▸ PROMPT
Set the following entries down again exactly, line by line.

##### MATERIAL PROVIDED #####

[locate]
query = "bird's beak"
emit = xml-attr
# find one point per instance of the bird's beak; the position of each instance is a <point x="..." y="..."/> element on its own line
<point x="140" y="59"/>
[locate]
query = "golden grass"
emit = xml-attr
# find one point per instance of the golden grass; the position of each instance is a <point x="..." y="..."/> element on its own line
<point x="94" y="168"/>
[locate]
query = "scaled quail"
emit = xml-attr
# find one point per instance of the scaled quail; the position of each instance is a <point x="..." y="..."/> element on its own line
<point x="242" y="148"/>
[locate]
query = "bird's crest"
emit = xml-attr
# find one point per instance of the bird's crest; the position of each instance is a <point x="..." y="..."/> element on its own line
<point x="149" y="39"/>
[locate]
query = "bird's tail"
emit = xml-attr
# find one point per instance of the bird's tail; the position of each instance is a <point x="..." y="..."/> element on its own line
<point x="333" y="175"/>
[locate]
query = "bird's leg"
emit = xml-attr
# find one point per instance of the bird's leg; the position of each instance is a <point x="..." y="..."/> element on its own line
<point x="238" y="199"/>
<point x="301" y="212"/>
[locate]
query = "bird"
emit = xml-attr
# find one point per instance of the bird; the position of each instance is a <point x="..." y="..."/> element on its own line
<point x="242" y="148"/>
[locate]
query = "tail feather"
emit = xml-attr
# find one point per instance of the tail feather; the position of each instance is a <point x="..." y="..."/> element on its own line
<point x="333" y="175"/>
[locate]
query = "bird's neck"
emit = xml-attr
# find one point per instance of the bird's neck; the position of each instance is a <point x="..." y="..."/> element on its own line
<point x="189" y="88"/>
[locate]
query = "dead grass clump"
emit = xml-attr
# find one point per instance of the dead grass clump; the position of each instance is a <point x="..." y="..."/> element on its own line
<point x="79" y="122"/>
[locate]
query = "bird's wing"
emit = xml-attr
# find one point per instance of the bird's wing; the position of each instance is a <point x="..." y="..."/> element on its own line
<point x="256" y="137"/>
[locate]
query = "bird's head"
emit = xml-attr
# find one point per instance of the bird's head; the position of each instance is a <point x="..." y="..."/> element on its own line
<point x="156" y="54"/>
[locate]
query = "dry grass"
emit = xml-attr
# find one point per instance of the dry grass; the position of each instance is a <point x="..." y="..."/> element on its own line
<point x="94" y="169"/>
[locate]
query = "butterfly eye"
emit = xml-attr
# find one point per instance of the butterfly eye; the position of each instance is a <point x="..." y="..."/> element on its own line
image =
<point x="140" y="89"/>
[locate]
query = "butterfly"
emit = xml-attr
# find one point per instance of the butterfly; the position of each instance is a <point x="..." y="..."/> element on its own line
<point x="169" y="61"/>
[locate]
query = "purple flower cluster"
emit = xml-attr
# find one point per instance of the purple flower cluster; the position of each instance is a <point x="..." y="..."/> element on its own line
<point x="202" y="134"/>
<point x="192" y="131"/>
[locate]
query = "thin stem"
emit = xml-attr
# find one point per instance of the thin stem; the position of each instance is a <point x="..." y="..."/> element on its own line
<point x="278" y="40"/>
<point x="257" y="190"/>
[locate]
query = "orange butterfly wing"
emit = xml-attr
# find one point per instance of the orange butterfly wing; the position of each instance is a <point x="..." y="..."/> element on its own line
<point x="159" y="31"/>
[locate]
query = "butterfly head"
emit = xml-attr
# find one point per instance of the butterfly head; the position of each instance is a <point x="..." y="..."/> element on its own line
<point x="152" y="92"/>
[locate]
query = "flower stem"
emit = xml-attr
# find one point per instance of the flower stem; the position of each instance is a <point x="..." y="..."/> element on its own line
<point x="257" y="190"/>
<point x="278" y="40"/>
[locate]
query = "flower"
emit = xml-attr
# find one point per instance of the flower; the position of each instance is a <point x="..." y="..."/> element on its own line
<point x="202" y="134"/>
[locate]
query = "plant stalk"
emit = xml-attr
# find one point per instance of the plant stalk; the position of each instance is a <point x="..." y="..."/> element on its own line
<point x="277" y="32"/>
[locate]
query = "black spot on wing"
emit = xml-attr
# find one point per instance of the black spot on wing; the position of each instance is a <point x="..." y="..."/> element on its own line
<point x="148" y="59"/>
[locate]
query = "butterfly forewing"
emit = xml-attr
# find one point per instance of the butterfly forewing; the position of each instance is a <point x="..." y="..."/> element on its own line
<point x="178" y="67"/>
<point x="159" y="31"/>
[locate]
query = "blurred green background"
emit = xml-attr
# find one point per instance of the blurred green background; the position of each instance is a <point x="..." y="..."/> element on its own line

#####

▸ TASK ANSWER
[locate]
query = "bird's beak"
emit = xml-attr
# find one point per instance of the bird's beak; the position of each instance is a <point x="..." y="..."/> element on its own line
<point x="140" y="59"/>
[locate]
query = "golden grass"
emit = xml-attr
# find one point per instance of the golden grass; the position of each instance is a <point x="..." y="..."/> element on its own line
<point x="94" y="168"/>
[locate]
query = "scaled quail"
emit = xml-attr
# find one point per instance of the scaled quail; the position of each instance is a <point x="..." y="..."/> element on its own line
<point x="242" y="148"/>
[locate]
query = "bird's crest"
emit = xml-attr
# find one point per instance of the bird's crest; the position of each instance is a <point x="..." y="..."/> element on its own line
<point x="149" y="39"/>
[locate]
query = "bird's tail"
emit = xml-attr
# find one point per instance of the bird's tail; the position of each instance is a <point x="..." y="..."/> element on its own line
<point x="333" y="175"/>
[locate]
query = "bird's leg"
emit = xml-attr
# find one point per instance of the bird's leg; the position of each instance is a <point x="..." y="..."/> element on its own line
<point x="238" y="199"/>
<point x="301" y="212"/>
[locate]
query = "bird"
emit = xml-attr
# find one point per instance of the bird; the position of each instance is a <point x="..." y="..."/> element on its own line
<point x="242" y="148"/>
[locate]
query = "tail feather"
emit = xml-attr
# find one point per instance of the tail feather; the position of each instance is a <point x="..." y="..."/> element on its own line
<point x="333" y="175"/>
[locate]
query = "bird's neck"
emit = xml-attr
# find one point per instance of the bird's neck; the position of each instance is a <point x="..." y="..."/> element on its own line
<point x="189" y="88"/>
[locate]
query = "dead grass clump"
emit = xml-attr
# find one point per instance of the dead grass clump; the position of each instance is a <point x="..." y="..."/> element on its own line
<point x="79" y="122"/>
[locate]
query = "bird's wing"
emit = xml-attr
# find one point per instance of the bird's wing; the position of each instance is a <point x="..." y="..."/> element on its own line
<point x="256" y="137"/>
[locate]
query = "bird's head"
emit = xml-attr
# find one point per instance of the bird's head; the position of each instance is a <point x="..." y="..."/> element on its own line
<point x="156" y="54"/>
[locate]
query = "dry grass"
emit = xml-attr
# find one point per instance of the dry grass; the position of each instance is a <point x="..." y="..."/> element on its own line
<point x="94" y="169"/>
[locate]
query = "butterfly eye"
emit = xml-attr
# find one point per instance of the butterfly eye; the position of each instance is a <point x="..." y="..."/> element on its own line
image =
<point x="140" y="89"/>
[locate]
query = "butterfly"
emit = xml-attr
# find one point per instance of the butterfly; the position of each instance is a <point x="..." y="..."/> element on its own line
<point x="169" y="61"/>
[locate]
query = "purple flower cluster"
emit = xml-attr
# find one point per instance of the purple flower cluster; the position of each instance is a <point x="..." y="..."/> element on its own line
<point x="202" y="134"/>
<point x="192" y="131"/>
[locate]
query = "thin stem"
emit = xml-attr
# find one point per instance of the thin stem; the position of each instance is a <point x="..." y="..."/> element on its own line
<point x="278" y="40"/>
<point x="257" y="190"/>
[locate]
query = "orange butterfly wing"
emit = xml-attr
# find one point per instance of the orange butterfly wing; the position of each instance is a <point x="..." y="..."/> element on its own line
<point x="159" y="31"/>
[locate]
query = "butterfly head"
emit = xml-attr
# find one point per instance of the butterfly head; the position of each instance is a <point x="..." y="..."/> element on its own line
<point x="152" y="92"/>
[locate]
query = "flower stem"
emit = xml-attr
# find one point per instance of the flower stem; the position of each instance is a <point x="..." y="..."/> element on its own line
<point x="257" y="190"/>
<point x="278" y="40"/>
[locate]
query = "flower"
emit = xml-attr
# find one point per instance of the flower; the position of each instance is a <point x="..." y="..."/> element on its own line
<point x="202" y="134"/>
[locate]
query = "plant stalk"
emit = xml-attr
# find one point per instance of the plant stalk; the position of each instance is a <point x="..." y="..."/> element on its own line
<point x="277" y="32"/>
[locate]
query = "black spot on wing"
emit = xml-attr
# find one point per instance of the black spot on wing; the position of each instance is a <point x="..." y="..."/> element on its own line
<point x="148" y="59"/>
[locate]
query = "butterfly forewing"
emit = xml-attr
# find one point per instance of the butterfly forewing; the position of each instance is a <point x="..." y="..."/> element on its own line
<point x="178" y="67"/>
<point x="159" y="31"/>
[locate]
query = "blurred green background"
emit = xml-attr
# find one point per instance of the blurred green background; the position of each instance is a <point x="..." y="..."/> element on its own line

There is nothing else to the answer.